[Location identification items]
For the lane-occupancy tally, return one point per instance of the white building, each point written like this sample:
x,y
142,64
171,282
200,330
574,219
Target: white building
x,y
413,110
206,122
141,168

Goal
Using the entries above, please restate each one word for word.

Output for this exercise
For the lane-occupancy tally, return one point per instance of the white building, each point written like this sample:
x,y
142,64
171,282
200,330
574,219
Target: white building
x,y
413,110
206,122
141,168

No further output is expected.